- Text for analysis:
Virgil Stuart Ferguson (1844–1912) was an Illinois attorney and Republican politician. He represented Whiteside County in the Illinois State Senate from 1891 to 1895, serving in the 37th and 38th sessions of the General Assembly. He lived for most of his life in Sterling, Illinois.

==Early life and education==

Virgil Stuart Ferguson was born to Andrew and Zerelda Brock Ferguson on September 18, 1844, in Bedford, Indiana. He was the eldest of eight children. He attended the Mount Carroll Seminary, known today as Shimer College, in the early 1860s, while his family was living in Milledgeville, Illinois. Prior to attending the Seminary, Ferguson had attended the Hazel Green School near Milledgeville, for which he helped to organize a large reunion in 1897.

- Activity: Can you transcribe the passage on Virgil Stuart Ferguson, starting at "Virgil Stuart Ferguson (1844–1912)" and ending at "in Sterling, Illinois."? Work only from the passage on Virgil Stuart Ferguson.

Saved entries
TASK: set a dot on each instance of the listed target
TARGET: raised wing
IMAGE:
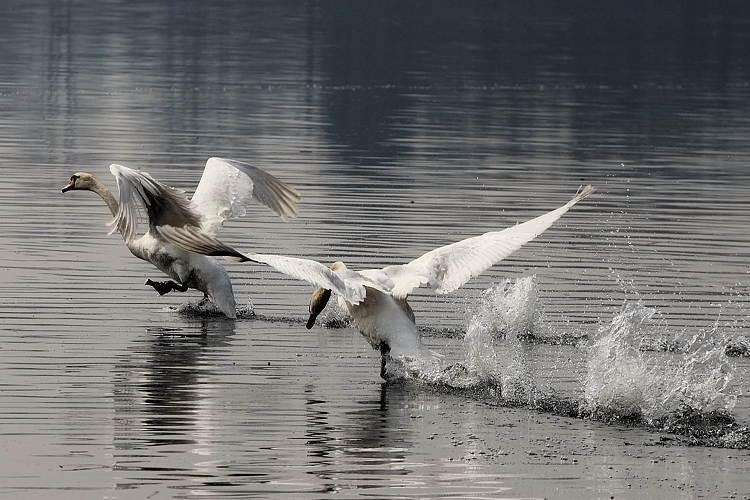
(228, 186)
(448, 268)
(164, 205)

- Exercise answer:
Virgil Stuart Ferguson (1844–1912) was an Illinois attorney and Republican politician. He represented Whiteside County in the Illinois State Senate from 1891 to 1895, serving in the 37th and 38th sessions of the General Assembly. He lived for most of his life in Sterling, Illinois.